**Given problem A:** Restate the paragraph of the court opinion that begins "Bryan C. Matsen appeals" as a concise bulleted list, retaining its principal facts.
**Given problem B:** From the court opinion, extract the passage from "VELJACIC, J." up to and including "assistance of counsel.", reproducing it verbatim.
**Given problem C:**
Indicate whether each statement below agrees with the court opinion, answering yes or no and quoting the words of the opinion that decide it.
(i) Matsen pleaded guilty to two counts of aggravated murder in the first degree.
(ii) The opinion was issued as a published opinion.
(iii) The case was heard by Division 2 of the Court of Appeals of Washington.

State v. Matsen

Decision Date12 July 2022
Docket Number55624-3-II
PartiesSTATE OF WASHINGTON, Respondent, v. BRYAN CHRISTOPHER MATSEN, Appellant.
CourtWashington Court of Appeals

STATE OF WASHINGTON, Respondent,
v.

BRYAN CHRISTOPHER MATSEN, Appellant.

No. 55624-3-II

Court of Appeals of Washington, Division 2

July 12, 2022


UNPUBLISHED OPINION

VELJACIC, J.

Bryan C. Matsen appeals his convictions and sentence. Matsen pleaded guilty to two counts of aggravated murder in the first degree. Matsen contends that he is entitled to withdraw his guilty plea. Specifically, he argues that his plea was involuntary because he was misinformed about the maximum statutory penalty for aggravated murder in the first degree. In a statement of additional grounds (SAG), Matsen also argues that his plea was involuntary because he was misinformed about the imposition of mandatory community custody, which he contends is a direct consequence of his plea under the facts of this case. Matsen further argues that his plea was involuntary because he was provided ineffective assistance of counsel.

**Data provided:**
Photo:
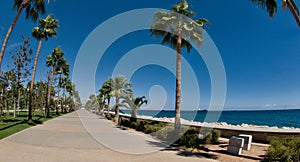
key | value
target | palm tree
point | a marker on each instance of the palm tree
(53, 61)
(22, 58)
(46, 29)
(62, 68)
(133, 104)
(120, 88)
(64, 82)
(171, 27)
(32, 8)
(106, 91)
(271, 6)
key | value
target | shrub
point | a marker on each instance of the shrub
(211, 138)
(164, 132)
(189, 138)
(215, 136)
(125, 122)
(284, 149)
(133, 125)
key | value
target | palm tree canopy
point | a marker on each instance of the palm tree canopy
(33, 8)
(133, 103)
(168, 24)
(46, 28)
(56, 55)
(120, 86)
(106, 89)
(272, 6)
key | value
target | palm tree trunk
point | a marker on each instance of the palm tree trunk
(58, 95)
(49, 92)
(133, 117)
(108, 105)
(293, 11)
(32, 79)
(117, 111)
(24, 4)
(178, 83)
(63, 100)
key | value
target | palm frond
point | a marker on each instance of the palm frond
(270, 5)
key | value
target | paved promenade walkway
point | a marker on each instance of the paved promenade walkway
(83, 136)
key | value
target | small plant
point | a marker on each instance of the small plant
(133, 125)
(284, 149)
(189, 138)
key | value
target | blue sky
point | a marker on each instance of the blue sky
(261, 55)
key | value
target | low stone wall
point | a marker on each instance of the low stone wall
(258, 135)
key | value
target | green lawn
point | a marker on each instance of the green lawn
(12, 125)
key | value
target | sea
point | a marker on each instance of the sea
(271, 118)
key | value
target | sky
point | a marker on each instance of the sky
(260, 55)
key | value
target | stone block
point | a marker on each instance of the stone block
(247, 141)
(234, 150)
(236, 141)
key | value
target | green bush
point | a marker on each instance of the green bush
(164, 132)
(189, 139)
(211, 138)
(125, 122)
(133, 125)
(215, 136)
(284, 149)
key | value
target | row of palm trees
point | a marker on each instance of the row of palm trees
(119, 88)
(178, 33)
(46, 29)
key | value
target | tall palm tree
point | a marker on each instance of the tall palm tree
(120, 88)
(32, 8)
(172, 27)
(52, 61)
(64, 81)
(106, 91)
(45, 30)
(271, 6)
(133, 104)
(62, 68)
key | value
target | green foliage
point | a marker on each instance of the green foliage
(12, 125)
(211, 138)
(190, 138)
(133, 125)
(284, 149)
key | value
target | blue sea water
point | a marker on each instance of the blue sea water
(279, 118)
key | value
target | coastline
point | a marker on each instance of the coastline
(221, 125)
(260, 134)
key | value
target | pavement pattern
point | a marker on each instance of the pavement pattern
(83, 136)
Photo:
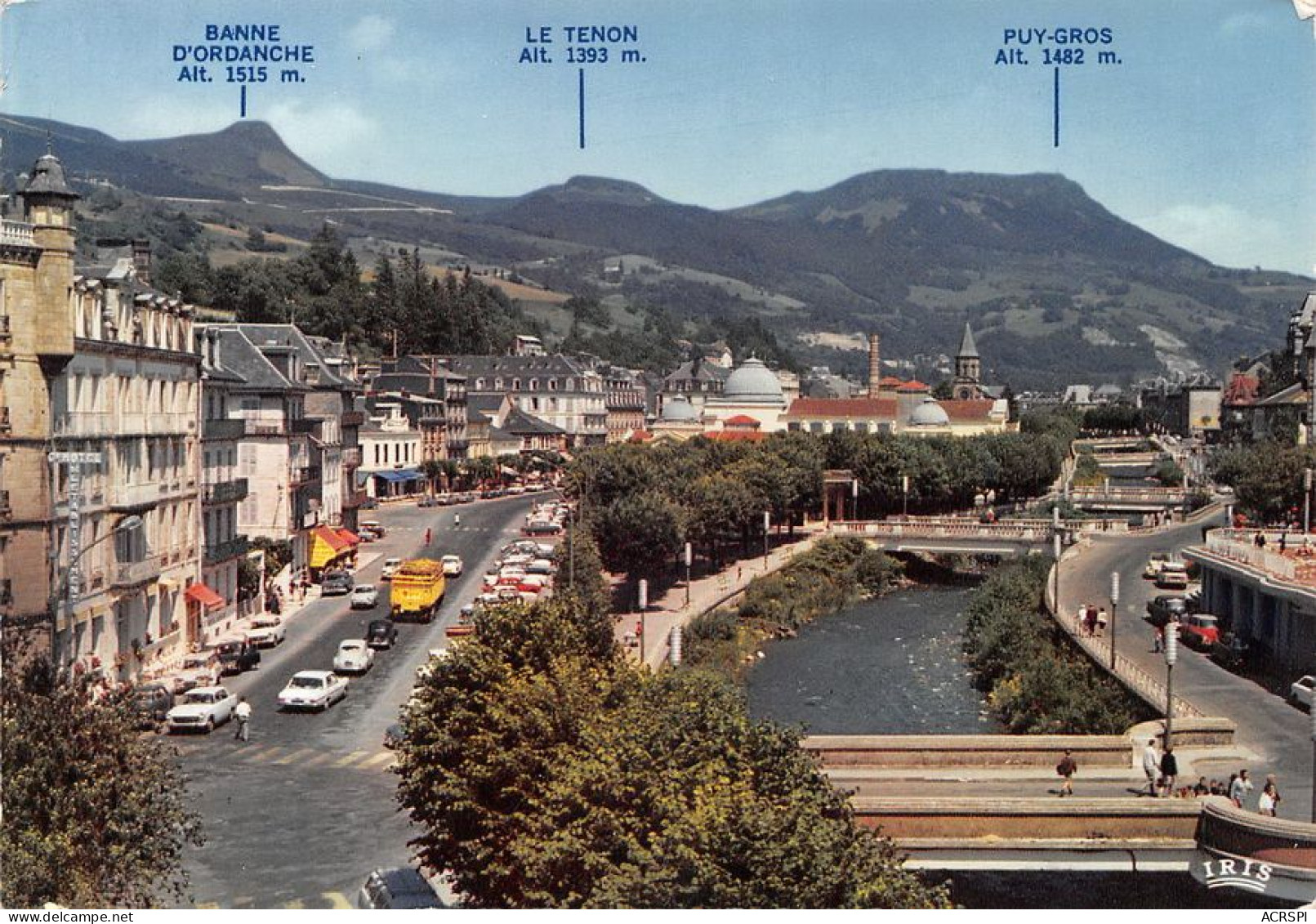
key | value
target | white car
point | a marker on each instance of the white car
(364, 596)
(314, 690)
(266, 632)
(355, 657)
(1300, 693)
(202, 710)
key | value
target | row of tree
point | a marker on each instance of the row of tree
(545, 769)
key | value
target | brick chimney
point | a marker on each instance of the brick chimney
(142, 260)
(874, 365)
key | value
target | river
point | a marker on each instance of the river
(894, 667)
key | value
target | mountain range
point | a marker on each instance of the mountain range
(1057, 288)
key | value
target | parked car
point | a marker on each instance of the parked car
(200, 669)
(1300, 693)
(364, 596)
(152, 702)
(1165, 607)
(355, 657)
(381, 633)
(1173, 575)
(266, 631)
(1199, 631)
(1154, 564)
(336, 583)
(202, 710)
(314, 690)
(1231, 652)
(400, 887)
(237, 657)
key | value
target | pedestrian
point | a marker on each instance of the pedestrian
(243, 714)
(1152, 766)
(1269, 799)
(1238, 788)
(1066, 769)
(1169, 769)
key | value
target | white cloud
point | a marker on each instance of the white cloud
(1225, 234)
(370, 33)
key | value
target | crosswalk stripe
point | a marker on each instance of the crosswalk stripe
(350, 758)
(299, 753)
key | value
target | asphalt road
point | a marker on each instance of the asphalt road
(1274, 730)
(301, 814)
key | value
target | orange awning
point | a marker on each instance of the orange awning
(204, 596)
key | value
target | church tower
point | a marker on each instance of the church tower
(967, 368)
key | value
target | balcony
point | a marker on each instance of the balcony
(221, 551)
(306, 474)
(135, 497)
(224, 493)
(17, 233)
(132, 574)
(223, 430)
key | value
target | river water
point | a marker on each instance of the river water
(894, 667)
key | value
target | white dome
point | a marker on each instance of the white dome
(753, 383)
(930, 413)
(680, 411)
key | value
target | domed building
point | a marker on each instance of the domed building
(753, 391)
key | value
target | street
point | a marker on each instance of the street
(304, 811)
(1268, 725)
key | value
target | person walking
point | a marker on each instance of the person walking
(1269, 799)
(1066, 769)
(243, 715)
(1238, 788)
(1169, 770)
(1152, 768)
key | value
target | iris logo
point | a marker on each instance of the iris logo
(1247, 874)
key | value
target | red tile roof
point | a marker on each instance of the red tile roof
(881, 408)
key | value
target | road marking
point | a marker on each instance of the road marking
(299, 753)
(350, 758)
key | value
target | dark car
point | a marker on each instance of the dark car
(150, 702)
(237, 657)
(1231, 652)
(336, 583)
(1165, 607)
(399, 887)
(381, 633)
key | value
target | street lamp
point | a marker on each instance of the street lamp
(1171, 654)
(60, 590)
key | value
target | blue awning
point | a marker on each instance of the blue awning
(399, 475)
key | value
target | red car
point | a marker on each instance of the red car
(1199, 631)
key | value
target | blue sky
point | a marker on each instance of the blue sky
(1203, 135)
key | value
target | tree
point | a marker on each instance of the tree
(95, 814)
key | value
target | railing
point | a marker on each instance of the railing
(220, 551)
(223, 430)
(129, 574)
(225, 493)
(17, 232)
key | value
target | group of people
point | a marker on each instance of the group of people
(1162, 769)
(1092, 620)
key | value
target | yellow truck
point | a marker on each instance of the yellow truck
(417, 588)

**Exercise response A:**
- Bryan C. Matsen appeals his convictions and sentence after pleading guilty to two counts of aggravated murder in the first degree.
- He contends that he is entitled to withdraw his guilty plea.
- He argues that the plea was involuntary because he was misinformed about the maximum statutory penalty for aggravated murder in the first degree.
- In a statement of additional grounds (SAG), he argues that he was misinformed about the imposition of mandatory community custody, which he contends is a direct consequence of his plea under the facts of this case.
- He further argues that the plea was involuntary because he was provided ineffective assistance of counsel.

**Exercise response B:**
VELJACIC, J.

Bryan C. Matsen appeals his convictions and sentence. Matsen pleaded guilty to two counts of aggravated murder in the first degree. Matsen contends that he is entitled to withdraw his guilty plea. Specifically, he argues that his plea was involuntary because he was misinformed about the maximum statutory penalty for aggravated murder in the first degree. In a statement of additional grounds (SAG), Matsen also argues that his plea was involuntary because he was misinformed about the imposition of mandatory community custody, which he contends is a direct consequence of his plea under the facts of this case. Matsen further argues that his plea was involuntary because he was provided ineffective assistance of counsel.

**Exercise response C:**
(i) Yes: "Matsen pleaded guilty to two counts of aggravated murder in the first degree."
(ii) No: "UNPUBLISHED OPINION"
(iii) Yes: "Court of Appeals of Washington, Division 2"